Repeat every entry in full. Match each line exactly.

:: Input for this task ::

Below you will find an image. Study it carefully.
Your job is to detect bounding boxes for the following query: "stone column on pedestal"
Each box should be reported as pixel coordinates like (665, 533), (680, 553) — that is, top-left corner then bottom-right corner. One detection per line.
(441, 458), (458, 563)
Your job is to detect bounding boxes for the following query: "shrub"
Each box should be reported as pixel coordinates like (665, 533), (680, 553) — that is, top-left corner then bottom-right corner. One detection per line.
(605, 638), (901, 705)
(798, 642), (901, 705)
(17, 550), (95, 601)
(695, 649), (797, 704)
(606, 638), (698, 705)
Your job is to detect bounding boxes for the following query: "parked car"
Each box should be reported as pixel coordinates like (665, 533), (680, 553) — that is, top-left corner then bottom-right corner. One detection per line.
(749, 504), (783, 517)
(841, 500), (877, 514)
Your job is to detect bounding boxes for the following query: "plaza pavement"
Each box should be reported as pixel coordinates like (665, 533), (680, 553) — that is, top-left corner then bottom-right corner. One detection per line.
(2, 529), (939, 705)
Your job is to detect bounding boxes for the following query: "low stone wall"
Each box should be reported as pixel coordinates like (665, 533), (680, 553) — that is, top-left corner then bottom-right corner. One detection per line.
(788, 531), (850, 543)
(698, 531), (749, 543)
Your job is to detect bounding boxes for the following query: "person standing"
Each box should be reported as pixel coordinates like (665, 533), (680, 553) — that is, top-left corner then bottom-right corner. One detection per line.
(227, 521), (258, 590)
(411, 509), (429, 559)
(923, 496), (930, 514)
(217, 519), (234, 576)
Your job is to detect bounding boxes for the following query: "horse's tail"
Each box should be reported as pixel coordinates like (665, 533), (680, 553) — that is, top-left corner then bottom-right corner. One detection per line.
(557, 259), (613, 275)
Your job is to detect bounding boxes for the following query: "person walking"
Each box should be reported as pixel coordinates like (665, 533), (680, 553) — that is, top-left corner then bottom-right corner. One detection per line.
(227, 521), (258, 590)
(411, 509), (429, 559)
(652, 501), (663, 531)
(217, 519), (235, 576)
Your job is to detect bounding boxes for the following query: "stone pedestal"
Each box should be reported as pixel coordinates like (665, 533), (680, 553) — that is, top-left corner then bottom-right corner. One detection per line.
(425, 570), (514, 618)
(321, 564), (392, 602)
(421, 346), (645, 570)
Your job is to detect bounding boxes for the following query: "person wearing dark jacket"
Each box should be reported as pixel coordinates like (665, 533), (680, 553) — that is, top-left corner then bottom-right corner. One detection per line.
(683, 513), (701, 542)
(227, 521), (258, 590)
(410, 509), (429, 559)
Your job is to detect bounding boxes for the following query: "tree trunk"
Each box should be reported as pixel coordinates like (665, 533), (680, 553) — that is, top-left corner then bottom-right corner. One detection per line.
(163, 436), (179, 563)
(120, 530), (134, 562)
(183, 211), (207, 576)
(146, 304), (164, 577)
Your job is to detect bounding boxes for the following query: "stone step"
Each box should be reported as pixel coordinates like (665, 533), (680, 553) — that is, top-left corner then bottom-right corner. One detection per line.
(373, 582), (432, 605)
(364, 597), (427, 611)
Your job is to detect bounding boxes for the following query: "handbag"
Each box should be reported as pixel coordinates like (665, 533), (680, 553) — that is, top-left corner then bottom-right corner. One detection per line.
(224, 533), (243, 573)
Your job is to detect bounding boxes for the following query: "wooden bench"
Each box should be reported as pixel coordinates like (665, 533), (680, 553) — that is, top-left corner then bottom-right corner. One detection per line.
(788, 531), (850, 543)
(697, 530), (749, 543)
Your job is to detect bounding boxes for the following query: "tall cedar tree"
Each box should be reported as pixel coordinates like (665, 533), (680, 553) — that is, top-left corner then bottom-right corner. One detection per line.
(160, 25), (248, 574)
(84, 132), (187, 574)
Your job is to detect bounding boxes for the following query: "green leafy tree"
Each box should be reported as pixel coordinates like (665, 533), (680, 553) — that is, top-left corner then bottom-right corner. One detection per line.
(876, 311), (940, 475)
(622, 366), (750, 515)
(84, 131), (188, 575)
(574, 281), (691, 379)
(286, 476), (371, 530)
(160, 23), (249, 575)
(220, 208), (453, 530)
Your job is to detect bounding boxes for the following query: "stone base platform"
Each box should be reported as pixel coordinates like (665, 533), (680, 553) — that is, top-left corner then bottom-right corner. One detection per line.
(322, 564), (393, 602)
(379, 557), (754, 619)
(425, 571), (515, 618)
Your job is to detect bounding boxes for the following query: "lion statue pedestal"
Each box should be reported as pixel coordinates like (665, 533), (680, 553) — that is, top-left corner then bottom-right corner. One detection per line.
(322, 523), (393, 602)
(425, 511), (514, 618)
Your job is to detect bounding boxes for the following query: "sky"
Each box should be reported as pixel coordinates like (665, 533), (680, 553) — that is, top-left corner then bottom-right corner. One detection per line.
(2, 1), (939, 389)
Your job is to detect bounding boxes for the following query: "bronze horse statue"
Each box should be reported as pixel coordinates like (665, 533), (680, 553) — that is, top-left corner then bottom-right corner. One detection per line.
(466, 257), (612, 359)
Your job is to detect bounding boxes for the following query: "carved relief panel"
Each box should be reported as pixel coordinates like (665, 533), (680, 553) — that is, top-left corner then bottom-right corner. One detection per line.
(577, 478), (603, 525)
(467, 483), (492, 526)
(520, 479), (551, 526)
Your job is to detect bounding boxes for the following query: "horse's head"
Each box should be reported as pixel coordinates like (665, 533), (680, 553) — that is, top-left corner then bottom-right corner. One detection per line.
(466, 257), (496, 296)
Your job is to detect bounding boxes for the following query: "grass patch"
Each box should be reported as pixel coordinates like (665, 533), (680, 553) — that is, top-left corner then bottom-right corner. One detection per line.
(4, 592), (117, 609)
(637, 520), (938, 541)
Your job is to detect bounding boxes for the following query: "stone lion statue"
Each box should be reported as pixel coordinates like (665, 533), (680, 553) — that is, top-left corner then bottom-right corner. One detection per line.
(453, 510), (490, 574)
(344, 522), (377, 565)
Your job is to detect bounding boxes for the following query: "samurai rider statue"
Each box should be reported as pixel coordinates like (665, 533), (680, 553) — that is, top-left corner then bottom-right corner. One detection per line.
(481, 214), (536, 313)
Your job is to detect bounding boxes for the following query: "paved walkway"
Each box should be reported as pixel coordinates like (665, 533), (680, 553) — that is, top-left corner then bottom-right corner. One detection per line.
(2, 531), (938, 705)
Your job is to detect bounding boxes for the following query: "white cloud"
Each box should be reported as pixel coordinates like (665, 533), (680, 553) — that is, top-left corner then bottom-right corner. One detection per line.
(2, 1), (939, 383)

:::

§ Task solution:
Below you will find an image. Study it carefully.
Your job is to detect bounding boxes for the following query: "stone column on pedestal"
Each box should be reported as pixel coordinates like (665, 533), (680, 553) — that is, top-left corner then bottom-right corner. One detection per line.
(441, 458), (458, 563)
Your job is to detect bounding boxes for the following query: "shrub"
Each box should be reported as pixel coordinates like (665, 533), (680, 553) — that is, top-left corner then bottom-right corner. One detection per line.
(605, 638), (901, 705)
(798, 642), (901, 705)
(17, 550), (95, 601)
(695, 649), (797, 704)
(606, 638), (698, 705)
Your job is to detect bounding boxes for the following query: "parked car"
Each box should be reported as pixel coordinates like (665, 533), (680, 553) — that is, top-left corner then bottom-right corner. One detection per line.
(749, 504), (783, 517)
(841, 500), (877, 514)
Your job is to detect bounding boxes for the following query: "plaza pavement"
Each box should be reported as pixel coordinates like (665, 533), (680, 553) — that is, top-left corner then bottom-right corner. One detection per line.
(2, 529), (939, 705)
Your job is to detect bounding boxes for the following query: "low stone wall"
Each box should be reported as pixel coordinates like (665, 533), (680, 553) — that is, top-left corner then bottom-right corner. One detection per line.
(788, 531), (850, 543)
(698, 531), (749, 543)
Your job is to detect bounding boxes for the following query: "person standing"
Each box should be reported as pixel coordinates like (665, 533), (680, 553) — that is, top-left corner then bottom-right corner. One detection per line.
(227, 521), (258, 590)
(411, 509), (429, 559)
(923, 496), (930, 514)
(217, 519), (234, 576)
Your job is to detect bounding boxes for the following query: "horse's tail"
Each box should be reported as pixel coordinates like (665, 533), (680, 553) — that is, top-left corner then bottom-right corner. One detection per line.
(557, 259), (613, 275)
Your job is to detect bounding boxes for the following query: "person walking"
Each box should be reported as pixel coordinates like (665, 533), (680, 553) — that is, top-left corner then bottom-right corner. One detection per line.
(227, 521), (258, 590)
(411, 509), (429, 559)
(652, 501), (663, 531)
(217, 519), (235, 576)
Your job is to detect bounding boxes for the following query: "stone pedestal"
Each box should be reported as pixel coordinates like (665, 533), (680, 553) — that is, top-left corner then bottom-right corner. One detection per line.
(425, 570), (514, 618)
(321, 564), (392, 602)
(421, 346), (645, 570)
Your job is to detect bounding boxes for the following query: "person wearing dark jacket"
Each box should be reported as pixel coordinates like (665, 533), (680, 553) — that is, top-left corner then bottom-right corner. One detection per line.
(683, 513), (701, 542)
(227, 521), (258, 590)
(410, 509), (429, 559)
Your job is to detect bounding boxes for the following query: "tree trunk"
Each box should be reported as pixel coordinates like (665, 533), (680, 553) — that is, top-left corner then bottom-right corner. One detection per line.
(163, 436), (179, 563)
(120, 530), (134, 562)
(183, 211), (207, 576)
(146, 304), (164, 577)
Your job is to detect bounding boxes for the following query: "stone step"
Each box should be reported as pixel coordinates like (665, 533), (680, 553) — that is, top-left corner then bottom-right corner. One detection per line.
(373, 582), (432, 605)
(364, 597), (427, 611)
Your job is to detect bounding boxes for the following query: "handbag"
Each box should be reported as pixel coordinates like (665, 533), (680, 553) — that is, top-left corner then bottom-right corner. One detection per line.
(224, 533), (243, 573)
Your job is to detect bounding boxes for the following query: "wooden bench"
Each box should be reported as pixel coordinates like (665, 533), (680, 553) — that is, top-left corner then bottom-right corner. One detection per line.
(788, 531), (850, 543)
(697, 530), (749, 543)
Your job is to detect bounding boxes for the following query: "tall cedar tree"
Each box should be reported as pixel coordinates like (665, 533), (680, 553) — that is, top-left corner then bottom-right corner. One detection per line.
(160, 25), (248, 574)
(84, 132), (187, 574)
Your job is to detect bounding boxes for the following query: "green leafy tree"
Each box should be reported as pixel coordinates like (665, 533), (680, 553) — that is, top-left corner then bottom-right corner. One detection per line.
(876, 311), (940, 475)
(622, 366), (750, 515)
(84, 131), (188, 575)
(574, 281), (691, 379)
(286, 476), (371, 530)
(160, 23), (249, 575)
(220, 208), (453, 530)
Your job is to detect bounding boxes for the following query: "stone base platform"
Each box should be reported as pixel coordinates like (665, 533), (680, 553) — that is, top-left corner then bottom-right corner. One detection per line.
(322, 564), (393, 602)
(379, 557), (754, 619)
(425, 571), (515, 618)
Your job is to detect bounding boxes for the following query: "lion statue pedestal"
Each box should be reported as pixel coordinates like (665, 533), (680, 553) — that is, top-left corner then bottom-right corner. One detection per line.
(322, 523), (393, 602)
(425, 511), (514, 618)
Your job is to detect bounding boxes for the following query: "sky"
Each box should be reported as pixel coordinates like (665, 533), (680, 553) — that is, top-left corner then bottom-right corner. One detection per line.
(2, 1), (939, 389)
Your job is to detect bounding boxes for the following query: "bronze horse statue"
Each box should be reported as pixel coordinates like (665, 533), (680, 553) — that is, top-left corner then bottom-right corner. One detection per line.
(466, 257), (612, 359)
Your job is to detect bounding boxes for the following query: "carved relief panel"
Each box should be reported as pixel coordinates like (665, 533), (680, 553) — that is, top-left corner then bottom-right corner. One detection per line.
(577, 478), (603, 525)
(467, 483), (492, 526)
(520, 479), (551, 526)
Your job is to detect bounding boxes for the following query: "horse's head"
Each box should be reported as pixel coordinates like (665, 533), (680, 553) — that is, top-left corner then bottom-right corner. One detection per line.
(466, 257), (496, 296)
Your job is to detect bounding boxes for the following query: "grass patch"
Each box should be reported as pixel coordinates like (665, 533), (680, 553) — that is, top-left corner then bottom-right corner. One detection per line.
(4, 592), (117, 609)
(637, 520), (938, 541)
Your job is to detect bounding boxes for the following query: "stone lion statue"
Each box should be reported as pixel coordinates like (665, 533), (680, 553) — that is, top-left corner then bottom-right corner. One detection per line.
(453, 510), (490, 574)
(344, 522), (377, 565)
Your job is to detect bounding boxes for the following query: "samurai rider statue"
Each box should be reported as pixel coordinates like (665, 533), (680, 553) — that is, top-left corner then bottom-right corner. One detection per line.
(481, 214), (536, 313)
Your job is to detect bounding boxes for the following query: "paved walkway"
Each box should be reported as pixel coordinates like (665, 533), (680, 553) — that is, top-left corner then bottom-right corner. One detection per line.
(2, 531), (938, 705)
Your job is to detect bounding boxes for the following query: "white cloud"
Each box should be reported as pixel coordinates like (665, 533), (680, 553) — that is, top-left corner then bottom-right corner. One detection per line.
(2, 1), (939, 383)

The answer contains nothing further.